▶ _LISTED RECORDS_
********
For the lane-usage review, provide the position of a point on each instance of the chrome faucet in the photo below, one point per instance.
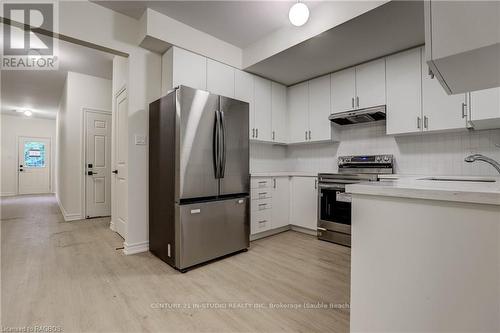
(479, 157)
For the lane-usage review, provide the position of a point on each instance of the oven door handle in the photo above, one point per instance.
(332, 187)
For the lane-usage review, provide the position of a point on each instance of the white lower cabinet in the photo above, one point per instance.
(270, 203)
(303, 202)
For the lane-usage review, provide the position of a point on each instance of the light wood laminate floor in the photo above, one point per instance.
(70, 275)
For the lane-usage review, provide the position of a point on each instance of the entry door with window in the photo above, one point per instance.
(98, 164)
(34, 165)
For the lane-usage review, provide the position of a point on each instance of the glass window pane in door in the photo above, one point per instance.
(34, 154)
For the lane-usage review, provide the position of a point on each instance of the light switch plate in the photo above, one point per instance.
(140, 139)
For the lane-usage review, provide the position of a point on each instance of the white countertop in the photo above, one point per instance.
(285, 174)
(419, 188)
********
▶ _EXERCISE_
Return all the data above as written, leaving out only the pictures.

▶ _TASK OUTPUT_
For the lane-usage review, provide the position of a point on each instance of the chrome faucet in the photo below, one point per instance.
(479, 157)
For the lane-usage review, provide the position of a point on each instance of the oven door handle in the photo above, one point per instance.
(332, 187)
For the lane-usage review, provide the position of a point on each instance of the white lower cabinet in the photo above, one point per instance.
(270, 203)
(303, 202)
For the lane-usage review, provide the position of a point on each instance of the light wood laminate floor in the photo above, one point per instance.
(70, 275)
For the lane-usage review, provide the position of a point on each instance of the entry door with window in the photo above, one point per instance.
(98, 164)
(34, 165)
For the lane-usage review, provide the position of a point on each instance of the glass window pane in door in the photo above, one point per instance.
(34, 154)
For the lane-usage review, provide the position of a point on each instance of the light switch plate in the photo above, one point per instance.
(140, 139)
For the lane-usage review, provide the position of a point on each instance of the white countertop in the photo above, one point per instance.
(285, 174)
(419, 188)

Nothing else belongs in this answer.